#### WHAT TO PRODUCE:
Transcribe each record below word for word.

+--

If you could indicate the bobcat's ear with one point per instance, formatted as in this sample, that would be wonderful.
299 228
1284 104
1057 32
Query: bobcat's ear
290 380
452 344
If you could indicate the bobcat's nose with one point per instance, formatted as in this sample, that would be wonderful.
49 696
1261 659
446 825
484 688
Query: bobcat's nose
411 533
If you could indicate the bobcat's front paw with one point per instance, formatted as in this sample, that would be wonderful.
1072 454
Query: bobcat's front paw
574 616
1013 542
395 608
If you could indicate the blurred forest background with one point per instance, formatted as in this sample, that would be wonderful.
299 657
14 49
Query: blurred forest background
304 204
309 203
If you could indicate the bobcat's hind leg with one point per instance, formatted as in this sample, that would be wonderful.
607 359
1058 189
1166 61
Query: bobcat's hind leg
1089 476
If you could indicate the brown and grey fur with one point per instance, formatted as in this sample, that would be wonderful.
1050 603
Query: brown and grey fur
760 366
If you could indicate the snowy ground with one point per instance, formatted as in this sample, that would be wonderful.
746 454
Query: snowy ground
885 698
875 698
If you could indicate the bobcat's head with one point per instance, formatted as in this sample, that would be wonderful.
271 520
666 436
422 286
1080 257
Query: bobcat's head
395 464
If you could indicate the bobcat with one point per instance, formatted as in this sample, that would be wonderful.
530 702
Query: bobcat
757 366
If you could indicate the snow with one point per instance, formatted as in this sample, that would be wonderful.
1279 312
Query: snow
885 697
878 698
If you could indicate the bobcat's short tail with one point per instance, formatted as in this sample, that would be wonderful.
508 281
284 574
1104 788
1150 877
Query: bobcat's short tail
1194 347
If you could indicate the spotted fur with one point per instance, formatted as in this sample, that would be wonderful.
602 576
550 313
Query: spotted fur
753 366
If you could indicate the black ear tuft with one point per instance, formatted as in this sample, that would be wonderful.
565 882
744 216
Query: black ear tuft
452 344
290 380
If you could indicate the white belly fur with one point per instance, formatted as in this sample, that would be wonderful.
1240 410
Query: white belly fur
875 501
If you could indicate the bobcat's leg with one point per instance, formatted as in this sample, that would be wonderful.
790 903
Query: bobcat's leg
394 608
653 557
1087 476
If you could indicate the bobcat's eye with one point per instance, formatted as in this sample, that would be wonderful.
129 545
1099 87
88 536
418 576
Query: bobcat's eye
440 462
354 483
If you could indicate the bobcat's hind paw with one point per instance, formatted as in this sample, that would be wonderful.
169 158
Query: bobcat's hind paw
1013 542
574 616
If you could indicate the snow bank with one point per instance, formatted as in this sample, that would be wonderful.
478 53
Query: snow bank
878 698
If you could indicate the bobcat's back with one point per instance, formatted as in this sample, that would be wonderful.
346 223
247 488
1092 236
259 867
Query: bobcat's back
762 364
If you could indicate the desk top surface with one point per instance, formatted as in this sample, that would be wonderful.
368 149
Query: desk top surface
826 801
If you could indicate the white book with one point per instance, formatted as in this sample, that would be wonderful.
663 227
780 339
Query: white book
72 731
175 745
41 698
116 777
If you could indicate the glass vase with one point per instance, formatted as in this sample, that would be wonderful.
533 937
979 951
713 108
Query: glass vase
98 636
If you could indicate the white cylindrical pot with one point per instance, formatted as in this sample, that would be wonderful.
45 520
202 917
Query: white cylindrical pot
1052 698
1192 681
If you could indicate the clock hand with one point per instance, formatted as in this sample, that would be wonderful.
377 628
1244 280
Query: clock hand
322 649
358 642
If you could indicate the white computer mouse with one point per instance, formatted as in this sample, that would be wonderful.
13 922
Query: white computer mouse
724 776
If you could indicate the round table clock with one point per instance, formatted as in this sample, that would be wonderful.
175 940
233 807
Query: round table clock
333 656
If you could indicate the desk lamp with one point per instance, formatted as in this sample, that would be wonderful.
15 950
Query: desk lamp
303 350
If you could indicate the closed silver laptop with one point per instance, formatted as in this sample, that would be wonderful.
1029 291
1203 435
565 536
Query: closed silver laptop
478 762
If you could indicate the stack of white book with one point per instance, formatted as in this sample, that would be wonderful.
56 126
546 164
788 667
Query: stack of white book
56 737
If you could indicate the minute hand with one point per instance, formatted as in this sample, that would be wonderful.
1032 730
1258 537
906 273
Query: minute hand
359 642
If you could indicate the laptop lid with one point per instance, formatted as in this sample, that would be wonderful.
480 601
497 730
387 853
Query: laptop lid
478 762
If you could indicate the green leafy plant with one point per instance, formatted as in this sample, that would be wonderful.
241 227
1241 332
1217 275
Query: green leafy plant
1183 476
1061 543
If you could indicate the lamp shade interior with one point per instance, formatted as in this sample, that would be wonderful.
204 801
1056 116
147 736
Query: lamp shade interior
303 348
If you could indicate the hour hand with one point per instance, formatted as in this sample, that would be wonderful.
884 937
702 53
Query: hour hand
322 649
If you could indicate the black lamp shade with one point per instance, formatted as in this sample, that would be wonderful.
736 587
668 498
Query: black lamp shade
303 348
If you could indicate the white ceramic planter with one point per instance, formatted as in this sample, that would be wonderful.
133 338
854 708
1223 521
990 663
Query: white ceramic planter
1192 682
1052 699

+--

#### REPLY TO THE TASK:
If you could indicate the bobcat's ear with one point per instance, formatted as in this sample, that would be wonderful.
299 228
1284 104
1057 32
Query: bobcat's ear
290 380
452 344
If you could indicate the bobcat's nose with one point per instance, formatted as in this sample, that would be wonderful.
49 696
1261 659
446 825
484 688
Query: bobcat's nose
411 533
If you could indicate the bobcat's front paw with one point per instance, formatted as in this sample, that would be wonderful.
1072 454
Query: bobcat's front paw
574 616
1013 542
395 608
If you could indicate the blurred forest background with one point per instance, formatted as in this sample, that would be wonderful.
299 657
14 49
Query: blurred forest background
304 204
309 203
If you could indicate the bobcat's hind leg with one point per instance, formatted as in this sample, that would be wonderful.
607 359
1058 189
1166 61
Query: bobcat's hind leg
1089 476
If you could indicate the brown and grey fur with one point per instance, formatted as in this sample, that would be wonderful.
1050 603
Query: brown and grey fur
760 366
If you could indicate the snowy ground with one point per instance, formatted as in this sample, that would be wonderful.
746 454
Query: snowy ground
885 698
875 698
If you could indicate the bobcat's head with one point per instance, formatted as in this sample, that would be wonderful.
271 520
666 436
422 286
1080 257
Query: bobcat's head
395 464
If you could indicate the bobcat with one point per instance, formatted as in this sample, that would be wonderful.
530 702
Query: bobcat
757 366
If you could indicate the snow with one point per instance, formatted as in this sample, that would be wonderful.
1279 312
Query: snow
885 697
878 698
If you could indicate the bobcat's short tail with one point per instance, formatted as in this sample, that would be wonderful.
508 281
284 574
1104 788
1150 877
Query: bobcat's short tail
1194 347
If you could indicate the spotted fur with one point per instance, formatted as in this sample, that would be wonderful.
602 576
550 313
Query: spotted fur
753 366
If you could indicate the black ear tuft with one point per instance, formatted as in this sample, that would be wonderful.
565 882
744 216
Query: black ear tuft
452 344
290 380
If you could indicate the white belly fur with one point per instance, formatted as in this sample, that would be wonderful.
1240 410
Query: white belly fur
875 501
If you could indicate the bobcat's leg with one point per instance, formatted as in this sample, that would be wonderful.
790 903
Query: bobcat's leg
394 608
653 557
1087 476
If you could indicate the bobcat's eye with one point per instance, formatted as in this sample, that would be wonderful.
129 545
1099 87
88 536
418 576
Query: bobcat's eye
440 462
354 483
If you could indicate the bobcat's hind paw with one point per instance, formatted as in this sample, that would be wonderful.
169 158
Query: bobcat's hind paw
1013 542
574 616
If you could indicate the snow bank with one point per instance, formatted as in this sample, that would be wonderful.
478 53
Query: snow bank
878 698
If you could indicate the bobcat's back with one point per instance, formatted as in this sample, that would be wonderful.
346 223
247 488
1092 236
259 867
Query: bobcat's back
762 364
If you could indicate the desk top surface with one point per instance, formatted as in this sample, that would be wonderful.
368 149
Query: desk top surface
826 801
If you could indicate the white book with one point per instance, formatted as in this sample, that would be wonderful.
663 227
780 339
Query: white book
72 731
175 745
41 698
116 777
If you could indicate the glass vase with one point per instance, formatted as in this sample, that would be wonderful.
533 937
979 951
713 108
Query: glass vase
98 636
If you could indicate the white cylindrical pot with one point per instance, formatted as in this sample, that would be wonderful.
45 520
202 917
Query: white cylindrical pot
1052 698
1192 681
If you could indicate the clock hand with one point per instance, formatted as in this sample, that would be wonderful.
377 628
1244 280
Query: clock hand
322 649
358 642
If you could indicate the white computer mouse with one point per instance, formatted as in this sample, that would be wonderful.
13 922
Query: white computer mouse
724 776
If you could indicate the round table clock with one point per instance, formatted as in this sample, that would be wonderful.
175 940
233 807
Query: round table clock
333 656
If you could indicate the desk lamp with one point per instance, formatted as in this sample, that would be wonderful.
15 950
Query: desk lamp
303 350
If you could indicate the closed silver laptop with one point per instance, formatted as in this sample, that would be wonderful.
1029 291
1203 435
565 536
Query: closed silver laptop
478 762
If you could indicate the stack of white book with one point per instance, formatted as in this sample, that would be wonderful.
56 126
546 164
788 667
Query: stack of white book
56 737
If you could indicate the minute hand with one point per instance, formatted as in this sample, that would be wonderful.
1032 730
1258 537
906 273
Query: minute hand
359 642
If you could indicate the laptop lid with one point per instance, formatted as in this sample, that would be wonderful.
480 601
497 730
387 853
Query: laptop lid
478 762
If you could indicate the green leafy plant with one point per instance, formatted as in this sample, that would be wonderful.
241 227
1241 332
1217 275
Query: green leafy plant
1183 476
1061 543
If you could indicate the lamp shade interior with one point per instance, formatted as in this sample, that would be wonderful.
204 801
1056 116
147 736
Query: lamp shade interior
303 348
If you could indicate the hour hand with one point per instance, formatted as in this sample, that would be wonderful.
884 937
702 53
Query: hour hand
322 649
If you could indicate the black lamp shade with one point per instance, formatted as in this sample, that would be wonderful.
736 587
668 498
Query: black lamp shade
303 348
If you could indicate the white ceramic planter with one point per instance, formatted as in this sample, that would be wonderful.
133 338
854 708
1223 521
990 663
Query: white ceramic planter
1192 682
1052 699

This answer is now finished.